(Objective 1):
In the post about Andor, rewrite the part that starts with the words "For probably eight" and ends with "the wrong way.", putting "superb" in place of "excellent".
(Objective 2):
List every Star Wars show that the post about Andor names with the full "Star Wars:" title.

(Selected passage):

Star Wars: Andor has just finished it’s first season of 12-episodes, and I don’t think I’ve been this knocked around by a show since the mini-series premiere of the Battlestar Galactica reboot in 2003.
I love Star Wars, just as I still love the original 1970s Battlestar Galactica (even all these years later), and just like the rebooted BSG challenged me to stretch my understanding and acceptance of what is ‘good Battlestar Galactica’ story-telling, Andor season one challenged me to re-evaluate what ‘good Star Wars’ story-telling can be.
If you’ve read this blog, you know that the Battlestar Galactica reboot won me over pretty quickly. I became a fan about an hour into the mini-series, and stayed one through the whole four season run. The reboot didn’t damage my appreciation of the original, which I’d seen as a very young boy, and neither the old or the new detracted from one another in any way – despite what were some pretty controversial choices at the time.
Star Wars: Andor was a slightly different experience for me. It wasn’t a reimagining, it wasn’t considered controversial, and it was taking place within the known history and accepted timeline of Star Wars, but, like the BSG reboot, it was aiming to be grittier and more realistic (two words genre fans have come to fear when show-runners ‘drop’ them in interviews). Unlike the new Battlestar, though, which I was very nervous about at the time, I was looking forward to this new live-action Star Wars show. Star Wars: The Book of Boba Fett had disappointed me months earlier, but Star Wars: Obi-Wan Kenobi had delighted me and I was hoping for a similar experience.
When Andor premiered and I watched the first three episodes, I wasn’t excited any more. I was underwhelmed. It didn’t immediately win me over, like the Battlestar mini-series had almost two-decades earlier.
Maybe because I didn’t need to be won over, and probably because my expectations were too high. It’s worth noting, though, that Andor met most of my expectations pretty much immediately.
The show looked beautiful. The acting was first class. The writing was perfect. The setting was not Tatooine (thank the Maker). There weren’t any Mandalorians running around (I enjoy Star Wars: The Mandalorian, but Mandalorians are starting to feel over-used), so there were a lot of big ticks for me…
But, it didn’t feel like Star Wars.
That one word, ‘feel,’ itched and poked at me through all 12-episodes.
Even when Stormtroopers showed up, and we saw TIE-Fighters and, eventually, an X-Wing or two at Saw Gerrera’s base, it still didn’t feel like Star Wars.
Not even Mon Mothma, the real reason I was excited about Star Wars: Andor, made it feel like Star Wars, because she was stuck in either an apartment on Coruscant or an air-taxi most of the time, and we only saw her in the Senate once. Very briefly.
For probably eight out of the 12 episodes, I found myself wondering why Tony Gilroy and his team hadn’t just gone off and made an original science fiction series, because Andor did not feel like it belonged in the Star Wars universe. It was excellent, and I was enjoying it, but it was also rubbing me the wrong way.

By episode 12, something finally clicked and I felt like I understood the show – so maybe I’m just a bit slow on the uptake?
Ultimately, season one was about two things: the events that pushed Cassian into the Rebellion, and how messy forming a rebellion can be. We all knew those storyline’s were the focus of the show, because Tony Gilroy never made Andor out to be anything but those particular stories, but good old expectation – or expectation of what Star Wars is – is what ultimately diluted the initial experience for me.

(Stored data):

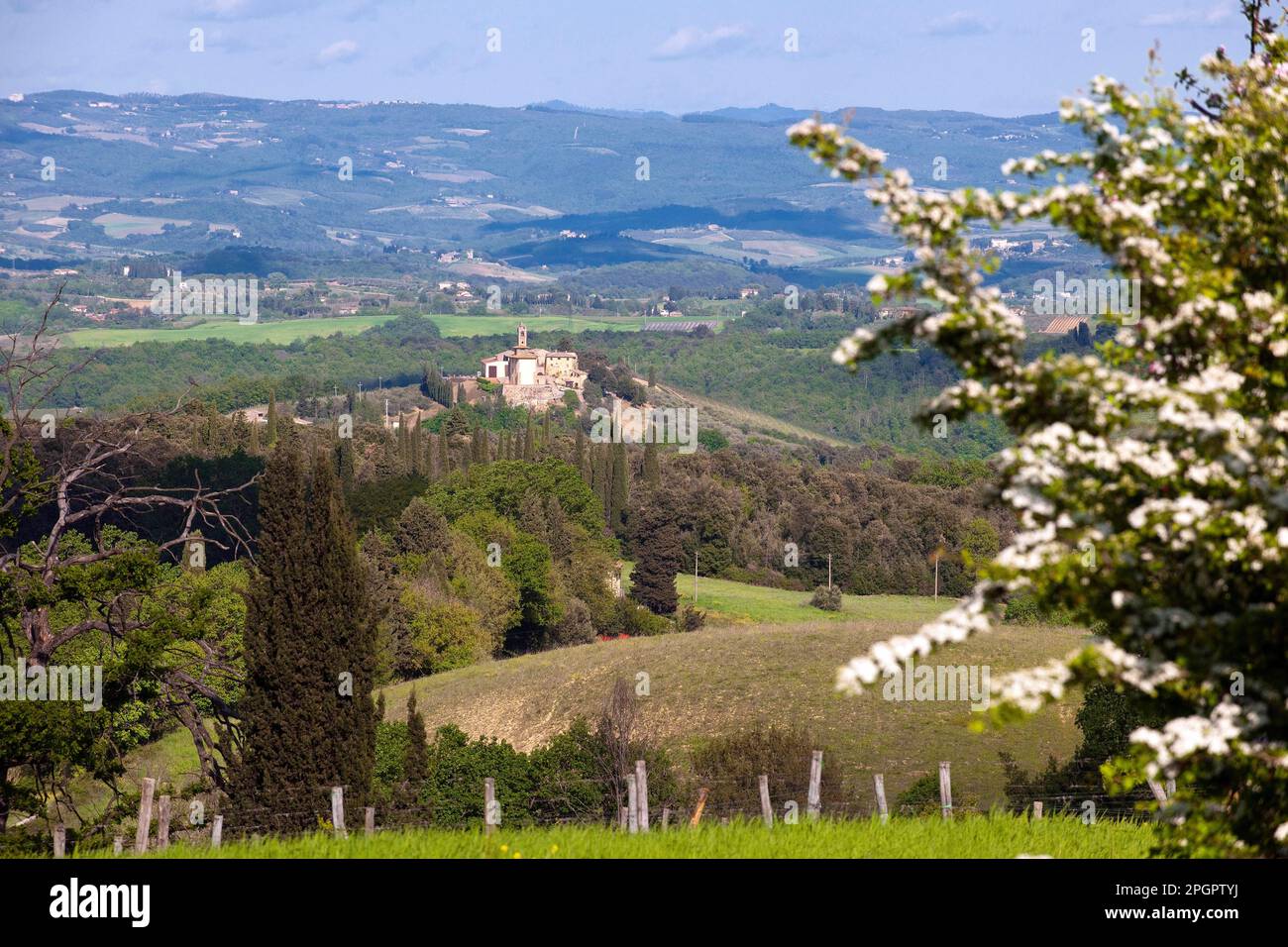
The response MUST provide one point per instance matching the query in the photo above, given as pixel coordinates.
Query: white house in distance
(533, 376)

(Written response 1):
For probably eight out of the 12 episodes, I found myself wondering why Tony Gilroy and his team hadn’t just gone off and made an original science fiction series, because Andor did not feel like it belonged in the Star Wars universe. It was superb, and I was enjoying it, but it was also rubbing me the wrong way.

(Written response 2):
Star Wars: Andor
Star Wars: The Book of Boba Fett
Star Wars: Obi-Wan Kenobi
Star Wars: The Mandalorian